Available records:

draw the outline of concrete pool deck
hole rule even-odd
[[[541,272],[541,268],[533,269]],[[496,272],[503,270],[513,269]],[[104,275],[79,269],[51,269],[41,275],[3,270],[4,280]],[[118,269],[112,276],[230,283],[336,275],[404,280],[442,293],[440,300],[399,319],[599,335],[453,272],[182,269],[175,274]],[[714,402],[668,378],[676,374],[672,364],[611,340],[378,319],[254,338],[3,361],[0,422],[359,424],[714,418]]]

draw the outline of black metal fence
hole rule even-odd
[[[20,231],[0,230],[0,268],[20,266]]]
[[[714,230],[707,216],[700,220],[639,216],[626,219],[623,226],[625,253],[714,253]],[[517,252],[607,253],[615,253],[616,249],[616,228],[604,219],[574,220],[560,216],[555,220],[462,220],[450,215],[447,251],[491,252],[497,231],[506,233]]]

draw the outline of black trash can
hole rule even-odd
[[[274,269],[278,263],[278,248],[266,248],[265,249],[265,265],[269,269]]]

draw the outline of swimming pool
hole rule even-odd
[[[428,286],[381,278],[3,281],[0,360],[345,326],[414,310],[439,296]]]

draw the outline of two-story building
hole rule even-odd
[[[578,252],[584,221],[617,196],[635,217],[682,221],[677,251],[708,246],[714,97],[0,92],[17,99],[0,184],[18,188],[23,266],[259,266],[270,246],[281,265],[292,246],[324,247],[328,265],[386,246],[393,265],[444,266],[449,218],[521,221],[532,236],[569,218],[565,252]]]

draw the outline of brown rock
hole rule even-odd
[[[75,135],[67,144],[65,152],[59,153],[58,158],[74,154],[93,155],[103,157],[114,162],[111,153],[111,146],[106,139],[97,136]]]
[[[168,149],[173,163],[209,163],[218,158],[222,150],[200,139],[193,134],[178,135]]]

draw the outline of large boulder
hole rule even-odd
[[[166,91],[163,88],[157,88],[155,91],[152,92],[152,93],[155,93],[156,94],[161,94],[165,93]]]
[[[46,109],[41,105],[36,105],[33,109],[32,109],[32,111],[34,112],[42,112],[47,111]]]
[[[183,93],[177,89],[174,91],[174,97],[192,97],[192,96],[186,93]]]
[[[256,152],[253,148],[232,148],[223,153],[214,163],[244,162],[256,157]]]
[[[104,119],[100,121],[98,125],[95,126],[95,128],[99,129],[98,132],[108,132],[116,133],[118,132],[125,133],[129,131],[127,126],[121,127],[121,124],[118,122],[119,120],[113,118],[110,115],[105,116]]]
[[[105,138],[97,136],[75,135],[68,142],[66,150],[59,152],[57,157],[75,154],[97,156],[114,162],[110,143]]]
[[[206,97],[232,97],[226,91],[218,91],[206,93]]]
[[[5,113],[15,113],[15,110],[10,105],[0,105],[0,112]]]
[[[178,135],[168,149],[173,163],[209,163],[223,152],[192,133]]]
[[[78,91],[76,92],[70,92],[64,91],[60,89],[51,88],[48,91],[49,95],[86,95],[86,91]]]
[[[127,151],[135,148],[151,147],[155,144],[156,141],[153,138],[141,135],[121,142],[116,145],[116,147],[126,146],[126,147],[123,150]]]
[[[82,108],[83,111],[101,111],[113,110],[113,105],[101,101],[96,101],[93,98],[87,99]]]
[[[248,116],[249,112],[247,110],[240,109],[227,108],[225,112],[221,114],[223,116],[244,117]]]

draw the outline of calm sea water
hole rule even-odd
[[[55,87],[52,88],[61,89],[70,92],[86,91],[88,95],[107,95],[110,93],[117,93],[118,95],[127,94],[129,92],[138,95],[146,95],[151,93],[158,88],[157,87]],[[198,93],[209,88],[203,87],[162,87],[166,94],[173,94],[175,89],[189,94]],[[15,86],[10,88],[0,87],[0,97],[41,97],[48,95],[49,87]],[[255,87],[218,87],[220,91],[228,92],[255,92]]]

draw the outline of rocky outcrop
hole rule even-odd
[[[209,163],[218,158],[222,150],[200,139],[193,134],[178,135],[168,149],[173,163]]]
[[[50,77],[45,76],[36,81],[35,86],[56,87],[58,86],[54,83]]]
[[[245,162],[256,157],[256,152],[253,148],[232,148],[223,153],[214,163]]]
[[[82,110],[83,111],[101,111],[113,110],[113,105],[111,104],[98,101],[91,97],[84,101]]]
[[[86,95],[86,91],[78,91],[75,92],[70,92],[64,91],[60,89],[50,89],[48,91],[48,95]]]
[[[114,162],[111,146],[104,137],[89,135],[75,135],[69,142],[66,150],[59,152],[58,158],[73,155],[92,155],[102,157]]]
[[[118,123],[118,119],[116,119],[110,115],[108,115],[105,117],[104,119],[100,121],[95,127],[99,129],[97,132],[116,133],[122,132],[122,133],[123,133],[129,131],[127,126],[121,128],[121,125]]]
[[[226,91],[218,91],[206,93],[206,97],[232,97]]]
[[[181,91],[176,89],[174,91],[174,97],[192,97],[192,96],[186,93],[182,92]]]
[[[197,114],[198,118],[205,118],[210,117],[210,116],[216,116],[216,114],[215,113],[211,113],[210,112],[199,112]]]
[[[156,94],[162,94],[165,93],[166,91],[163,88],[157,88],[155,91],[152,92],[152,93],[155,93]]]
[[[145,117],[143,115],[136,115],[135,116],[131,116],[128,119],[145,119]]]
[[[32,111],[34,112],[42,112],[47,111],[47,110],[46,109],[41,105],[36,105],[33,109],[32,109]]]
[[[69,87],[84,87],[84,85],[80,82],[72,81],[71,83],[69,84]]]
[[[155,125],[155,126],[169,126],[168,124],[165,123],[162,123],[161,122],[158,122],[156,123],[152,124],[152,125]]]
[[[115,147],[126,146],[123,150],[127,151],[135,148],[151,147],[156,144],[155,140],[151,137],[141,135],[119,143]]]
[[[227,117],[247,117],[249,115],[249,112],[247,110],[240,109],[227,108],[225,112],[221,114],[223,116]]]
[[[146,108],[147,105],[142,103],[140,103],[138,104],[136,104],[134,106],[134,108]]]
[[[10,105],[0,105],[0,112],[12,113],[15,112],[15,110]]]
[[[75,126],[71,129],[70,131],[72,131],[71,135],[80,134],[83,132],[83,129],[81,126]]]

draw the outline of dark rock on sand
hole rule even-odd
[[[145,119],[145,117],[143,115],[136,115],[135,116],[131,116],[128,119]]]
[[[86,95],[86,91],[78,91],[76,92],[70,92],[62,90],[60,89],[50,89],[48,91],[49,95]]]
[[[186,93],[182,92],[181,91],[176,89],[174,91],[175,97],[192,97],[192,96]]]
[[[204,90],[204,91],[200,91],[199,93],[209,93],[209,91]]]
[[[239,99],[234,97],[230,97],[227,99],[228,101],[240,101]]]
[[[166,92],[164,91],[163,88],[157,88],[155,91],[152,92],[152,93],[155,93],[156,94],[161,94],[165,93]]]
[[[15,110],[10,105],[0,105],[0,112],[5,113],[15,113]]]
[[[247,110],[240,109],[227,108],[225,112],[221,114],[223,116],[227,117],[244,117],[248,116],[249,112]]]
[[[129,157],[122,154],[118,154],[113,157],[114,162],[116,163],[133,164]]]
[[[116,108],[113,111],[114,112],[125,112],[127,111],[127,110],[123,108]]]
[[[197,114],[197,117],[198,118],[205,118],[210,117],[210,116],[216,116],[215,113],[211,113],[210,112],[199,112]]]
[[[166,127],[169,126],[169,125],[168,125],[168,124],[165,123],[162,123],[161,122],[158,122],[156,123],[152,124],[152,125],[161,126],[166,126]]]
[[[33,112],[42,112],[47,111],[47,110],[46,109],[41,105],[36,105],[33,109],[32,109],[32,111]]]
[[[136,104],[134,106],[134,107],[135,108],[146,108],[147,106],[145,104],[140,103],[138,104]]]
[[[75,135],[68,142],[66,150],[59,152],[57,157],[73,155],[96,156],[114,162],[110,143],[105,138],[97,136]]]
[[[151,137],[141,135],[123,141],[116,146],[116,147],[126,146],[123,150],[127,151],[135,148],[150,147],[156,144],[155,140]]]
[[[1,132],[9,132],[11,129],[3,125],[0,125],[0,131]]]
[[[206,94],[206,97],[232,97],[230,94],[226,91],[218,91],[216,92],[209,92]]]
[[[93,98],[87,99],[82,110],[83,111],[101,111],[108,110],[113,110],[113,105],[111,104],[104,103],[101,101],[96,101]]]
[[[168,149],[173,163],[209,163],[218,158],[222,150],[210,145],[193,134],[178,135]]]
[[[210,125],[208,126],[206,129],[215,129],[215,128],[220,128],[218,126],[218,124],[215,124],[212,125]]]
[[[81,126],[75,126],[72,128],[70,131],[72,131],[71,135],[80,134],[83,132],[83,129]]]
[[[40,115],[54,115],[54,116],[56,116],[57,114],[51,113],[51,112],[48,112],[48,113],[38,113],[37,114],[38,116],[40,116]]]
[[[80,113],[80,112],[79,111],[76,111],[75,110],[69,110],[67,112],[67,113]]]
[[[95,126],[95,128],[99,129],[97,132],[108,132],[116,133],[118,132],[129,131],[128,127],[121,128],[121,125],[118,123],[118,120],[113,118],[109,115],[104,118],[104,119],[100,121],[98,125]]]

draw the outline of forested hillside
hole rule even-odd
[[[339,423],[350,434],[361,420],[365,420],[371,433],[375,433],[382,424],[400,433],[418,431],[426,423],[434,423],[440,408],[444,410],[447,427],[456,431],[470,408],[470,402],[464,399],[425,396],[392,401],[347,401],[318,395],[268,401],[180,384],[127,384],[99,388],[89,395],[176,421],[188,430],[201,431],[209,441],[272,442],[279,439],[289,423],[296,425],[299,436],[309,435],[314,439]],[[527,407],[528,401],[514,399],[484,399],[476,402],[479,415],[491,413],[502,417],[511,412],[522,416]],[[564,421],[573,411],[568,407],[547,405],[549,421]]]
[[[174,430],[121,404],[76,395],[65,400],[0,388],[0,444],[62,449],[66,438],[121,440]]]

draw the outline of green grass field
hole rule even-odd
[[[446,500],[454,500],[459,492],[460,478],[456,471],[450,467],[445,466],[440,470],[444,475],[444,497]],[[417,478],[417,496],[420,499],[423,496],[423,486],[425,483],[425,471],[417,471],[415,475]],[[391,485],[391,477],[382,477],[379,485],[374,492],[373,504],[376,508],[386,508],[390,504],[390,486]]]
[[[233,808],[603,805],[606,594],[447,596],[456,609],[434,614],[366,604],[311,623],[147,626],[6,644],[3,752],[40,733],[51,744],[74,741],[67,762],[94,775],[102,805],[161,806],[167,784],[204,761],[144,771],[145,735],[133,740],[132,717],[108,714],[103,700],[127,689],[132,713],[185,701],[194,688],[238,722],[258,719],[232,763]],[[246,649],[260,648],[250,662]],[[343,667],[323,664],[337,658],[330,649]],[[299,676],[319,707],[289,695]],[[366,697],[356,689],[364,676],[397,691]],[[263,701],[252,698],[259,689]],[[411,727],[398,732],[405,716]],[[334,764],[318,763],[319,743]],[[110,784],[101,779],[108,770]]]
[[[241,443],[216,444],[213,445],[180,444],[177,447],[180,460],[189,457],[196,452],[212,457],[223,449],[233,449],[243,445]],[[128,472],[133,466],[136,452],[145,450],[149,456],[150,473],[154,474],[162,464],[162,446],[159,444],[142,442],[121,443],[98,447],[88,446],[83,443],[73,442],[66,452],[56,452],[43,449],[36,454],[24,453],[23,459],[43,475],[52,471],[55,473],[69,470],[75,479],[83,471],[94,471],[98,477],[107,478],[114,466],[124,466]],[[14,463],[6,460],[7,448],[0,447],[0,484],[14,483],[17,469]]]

Given exercise:
Please report each line of the records above that contains the string "pool", copying the whole line. Case counts.

Full response:
draw the outline of concrete pool deck
draw the outline of swimming pool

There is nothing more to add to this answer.